Record set:
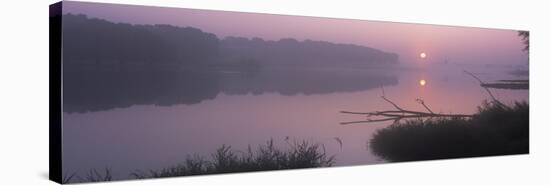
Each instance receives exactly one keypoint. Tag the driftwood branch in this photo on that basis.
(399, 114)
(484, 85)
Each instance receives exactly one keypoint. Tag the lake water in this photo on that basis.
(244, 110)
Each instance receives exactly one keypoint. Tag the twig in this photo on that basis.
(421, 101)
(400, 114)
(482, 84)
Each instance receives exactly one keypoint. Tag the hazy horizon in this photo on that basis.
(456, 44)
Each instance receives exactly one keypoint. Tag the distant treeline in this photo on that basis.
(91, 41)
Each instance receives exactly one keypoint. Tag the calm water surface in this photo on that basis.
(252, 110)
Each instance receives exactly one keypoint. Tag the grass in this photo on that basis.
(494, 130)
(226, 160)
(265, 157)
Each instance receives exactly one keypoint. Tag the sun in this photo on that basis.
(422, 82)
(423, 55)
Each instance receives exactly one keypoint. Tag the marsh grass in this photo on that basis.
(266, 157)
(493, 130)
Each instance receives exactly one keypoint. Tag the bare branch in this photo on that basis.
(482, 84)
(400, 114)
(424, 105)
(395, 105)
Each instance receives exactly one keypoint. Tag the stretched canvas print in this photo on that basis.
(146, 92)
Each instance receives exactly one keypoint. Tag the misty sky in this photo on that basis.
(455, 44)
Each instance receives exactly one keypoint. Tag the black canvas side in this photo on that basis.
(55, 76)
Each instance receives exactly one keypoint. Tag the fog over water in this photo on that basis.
...
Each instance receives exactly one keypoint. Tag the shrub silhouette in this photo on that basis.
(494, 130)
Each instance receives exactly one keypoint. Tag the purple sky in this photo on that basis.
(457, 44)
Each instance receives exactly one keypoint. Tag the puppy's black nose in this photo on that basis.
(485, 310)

Assigned task:
Starting at the line above that holds "Each instance receives exactly one keypoint. Tag the lake" and ending at the line that holds "Each instance receives exactly one keypoint. Tag the fog", transcribe each line exactly and include no other lines.

Expected answer:
Each instance receives exactly one keypoint. Tag the lake water in this photo on that basis.
(244, 110)
Each instance receives exactly one keypoint. Tag the twig in this photo on that basis.
(421, 101)
(400, 114)
(482, 84)
Each instance receives exactly one keypoint. Tag the hazy horizon in this photo on that basis.
(456, 44)
Each instance receives exactly one keypoint. Tag the distant treeline in this photo on that basis.
(91, 41)
Each instance receives exactly one keypoint. Tag the calm water surface in this photo on that basis.
(252, 110)
Each instance receives exactly one keypoint. Tag the grass in this photo on that basis.
(494, 130)
(226, 160)
(265, 157)
Each instance receives exactly one keypoint. Tag the sun in this photo on that basis.
(422, 82)
(423, 55)
Each instance receives exactly one keypoint. Tag the marsh grass in this photo on that basis.
(266, 157)
(493, 130)
Each instance receives exactly one keypoint. Tag the bare branch in this photo on that basis.
(482, 84)
(400, 114)
(424, 105)
(395, 105)
Each instance receives exactly one keypoint. Tag the stretched canvas print in this photo on that basis.
(146, 92)
Each instance receives exactly one keypoint. Tag the misty sky in this photo on that basis.
(455, 44)
Each instance receives exactly one keypoint. Tag the black canvas side in this photo on that basis.
(55, 76)
Each instance receives exactly one keypoint. Tag the fog over water in this photo on that basis.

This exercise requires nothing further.